PROVIDED PASSAGE:
---+---
I spent 3 years on the East Coast and found a few of my own quirks... Like you need reference (good moral character) letters from multiple people and approval of the Mayor's office to own firearms (long gun or a handgun) in the NYC, but you can own just about anything in NY State or Long Island... Now, you can transport firearms through the City on the way to your final destination but you can't transport firearms into the City - obviously, the only way to travel anywhere from Long Island is through NYC. There was always fear of stopping to grab a bite in the City and having that being constituted as your "Destination" :mad: Hope your bladder holds up until you clear the City limits :chris:

Hollow points have been made illegal in NJ after I moved back - I believe Massaad Ayoob has a file on a woman getting felony charge since her self defense pistol was perfectly legit in Philly (where she was from) but became a Felony when she drove across a bridge into New Jersey and got stopped by NJ Trooper.

To own anything firearm in NJ, you have to have "Firearms License" - that applies to BB guns. If you own BB guns but no license - confiscation... If you want to buy a handgun - apply with the local Sheriff for permit that costs 200 buckaroos. You can get denied for any reason - a Vietnam Vet I knew was denied on the grounds that he was in combat and just was too cookoo to be trusted a handgun! (All he wanted was a similar 1911 that he carried in Vietnam to commemorate his service). Now, if you slipped passed the Sheriff and got your license - the $200 buys you a right to purchase one handgun in the period of 6 months! So if you missed that window or didn't find what you wanted - apply again! If you want another handgun - then apply again and pay another $200! Maybe then the Sheriff will decide that you have too many handguns - it's fun like a lottery where you don't win anything...
---+---
INFORMATION SHOWN:
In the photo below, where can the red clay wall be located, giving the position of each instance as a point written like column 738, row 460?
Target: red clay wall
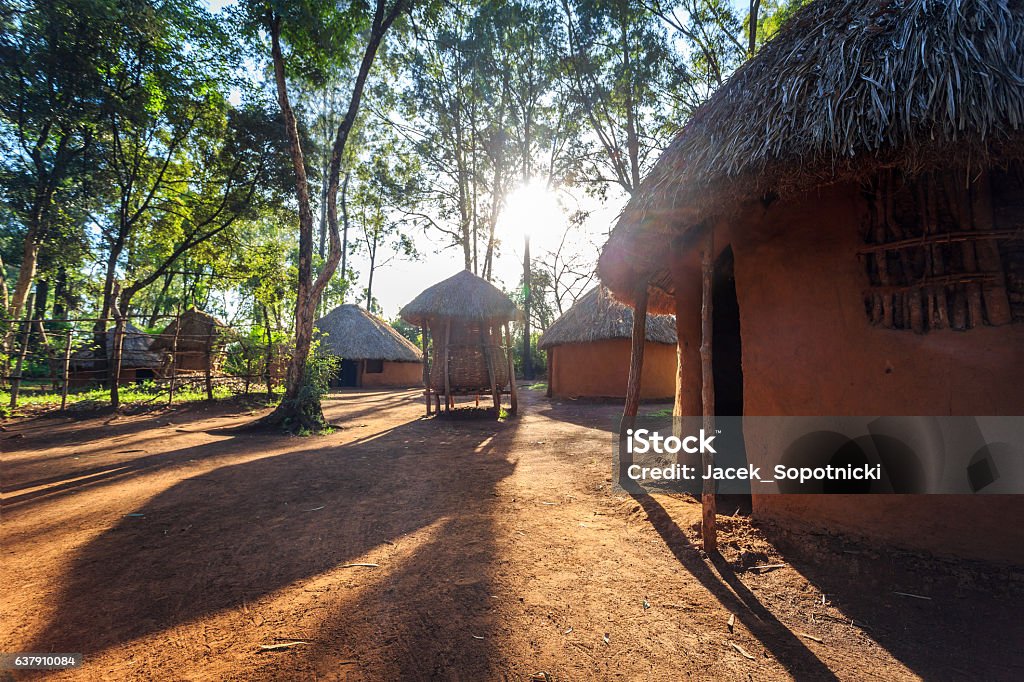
---+---
WHAT YOU NEED TO DO: Extract the full passage on firearm rules in New York and New Jersey, reproducing it word for word from start to finish.

RESULT OF THE EXERCISE:
I spent 3 years on the East Coast and found a few of my own quirks... Like you need reference (good moral character) letters from multiple people and approval of the Mayor's office to own firearms (long gun or a handgun) in the NYC, but you can own just about anything in NY State or Long Island... Now, you can transport firearms through the City on the way to your final destination but you can't transport firearms into the City - obviously, the only way to travel anywhere from Long Island is through NYC. There was always fear of stopping to grab a bite in the City and having that being constituted as your "Destination" :mad: Hope your bladder holds up until you clear the City limits :chris:

Hollow points have been made illegal in NJ after I moved back - I believe Massaad Ayoob has a file on a woman getting felony charge since her self defense pistol was perfectly legit in Philly (where she was from) but became a Felony when she drove across a bridge into New Jersey and got stopped by NJ Trooper.

To own anything firearm in NJ, you have to have "Firearms License" - that applies to BB guns. If you own BB guns but no license - confiscation... If you want to buy a handgun - apply with the local Sheriff for permit that costs 200 buckaroos. You can get denied for any reason - a Vietnam Vet I knew was denied on the grounds that he was in combat and just was too cookoo to be trusted a handgun! (All he wanted was a similar 1911 that he carried in Vietnam to commemorate his service). Now, if you slipped passed the Sheriff and got your license - the $200 buys you a right to purchase one handgun in the period of 6 months! So if you missed that window or didn't find what you wanted - apply again! If you want another handgun - then apply again and pay another $200! Maybe then the Sheriff will decide that you have too many handguns - it's fun like a lottery where you don't win anything...